What the task asks
Repeat every entry word for word; omit all pictures.

Region pointing data
——
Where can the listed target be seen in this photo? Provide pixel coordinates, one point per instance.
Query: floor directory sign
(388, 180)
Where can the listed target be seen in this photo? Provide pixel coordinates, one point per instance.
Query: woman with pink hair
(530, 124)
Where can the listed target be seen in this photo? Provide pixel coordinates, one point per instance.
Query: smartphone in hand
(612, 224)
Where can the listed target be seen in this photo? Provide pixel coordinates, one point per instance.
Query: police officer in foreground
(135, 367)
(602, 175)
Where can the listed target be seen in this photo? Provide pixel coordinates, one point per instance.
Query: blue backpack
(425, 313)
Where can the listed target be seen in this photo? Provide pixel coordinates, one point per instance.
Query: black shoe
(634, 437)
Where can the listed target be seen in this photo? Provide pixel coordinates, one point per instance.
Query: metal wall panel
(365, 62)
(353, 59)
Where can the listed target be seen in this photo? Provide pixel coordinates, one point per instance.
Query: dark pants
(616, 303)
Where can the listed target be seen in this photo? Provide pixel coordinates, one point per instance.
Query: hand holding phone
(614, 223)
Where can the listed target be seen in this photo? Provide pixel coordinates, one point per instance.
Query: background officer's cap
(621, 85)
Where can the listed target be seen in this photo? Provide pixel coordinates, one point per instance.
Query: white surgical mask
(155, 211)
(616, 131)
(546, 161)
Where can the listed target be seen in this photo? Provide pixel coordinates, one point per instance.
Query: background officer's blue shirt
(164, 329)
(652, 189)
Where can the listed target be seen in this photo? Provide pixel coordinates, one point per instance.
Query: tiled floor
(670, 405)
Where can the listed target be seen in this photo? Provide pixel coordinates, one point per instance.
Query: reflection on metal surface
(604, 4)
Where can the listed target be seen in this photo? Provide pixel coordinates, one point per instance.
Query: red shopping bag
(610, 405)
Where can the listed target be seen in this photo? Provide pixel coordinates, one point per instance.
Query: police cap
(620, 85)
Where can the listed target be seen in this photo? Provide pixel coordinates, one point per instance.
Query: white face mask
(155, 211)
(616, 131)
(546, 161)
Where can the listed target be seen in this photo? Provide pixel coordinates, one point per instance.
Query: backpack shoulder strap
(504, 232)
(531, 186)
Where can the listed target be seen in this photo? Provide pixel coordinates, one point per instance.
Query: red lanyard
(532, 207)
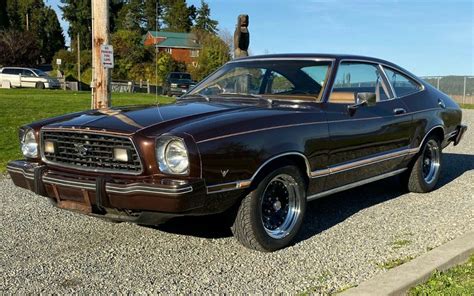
——
Response below
Where can the listed target be seen in this photo? Provide pixel coordinates, one point per instance.
Query: floor directory sign
(388, 180)
Where can the listed target be seen in this photo? Provide pixel coordinates, one point per instance.
Query: woman with pink hair
(530, 124)
Where can the listed target be seen in this photo? Provide pixel coordinates, one point per instance.
Query: smartphone in hand
(612, 224)
Where can the listed target be seen in this photo? Provide pixel coordinates, one point per instance.
Query: police officer in foreground
(135, 367)
(602, 175)
Where can the listed target be seen in this photo? Provide pixel coordinates, one point per instance.
Query: blue backpack
(425, 313)
Where can the listed target be seen in this photo? Provide pixel coordinates, one point per instance.
Query: black shoe
(634, 437)
Where can the listed target be seen in this photo? Provide pixel coordinates, one point per instance.
Query: metal wall panel
(365, 62)
(353, 59)
Where can the listed target be seen in this photo? Provide pixel coordinates, one point per instance.
Query: dark pants
(616, 303)
Where can the listed target be seen in this photo? Provide pixel coordinates, one point per instance.
Query: hand holding phone
(614, 223)
Where can the listed target be seen in this photo? Provide pixel coordinates, one point per instance.
Query: background officer's cap
(621, 85)
Where can the listed target be seen in this photo? Provide pixel coordinates, one point per instance.
Query: white surgical mask
(155, 211)
(616, 131)
(546, 161)
Where can the listed target be seen in this photo? Provide pixel coordinates, one point per instance.
Query: background officer's blue shirt
(164, 329)
(652, 189)
Where can the listed target be seen in this photo? Provide pixel coordinates, one point per instance.
Query: tiled floor
(670, 405)
Where can the listed target be seen in this photo? Provide pixel coordinates, one point per instance.
Query: reflection on metal surface
(604, 4)
Where can the listed target be seen in this photo? Provide pixel coordinates, one point per instance.
Query: red shopping bag
(610, 405)
Where can the listed target be seen in this photo? Provide pixel coordinates, one point per instance.
Query: police cap
(620, 85)
Where can the listed target be seen in this photo? Provide pixel coordinates, one point per instance.
Query: white face mask
(155, 211)
(616, 131)
(546, 161)
Where can the listed target be seen in this photo? Provide pixel coordinates, one point per instance.
Query: backpack shoulder strap
(504, 232)
(531, 186)
Where can the listed target be seen in this photo? Provide pixel coordinates, one point per instance.
Query: red lanyard
(532, 207)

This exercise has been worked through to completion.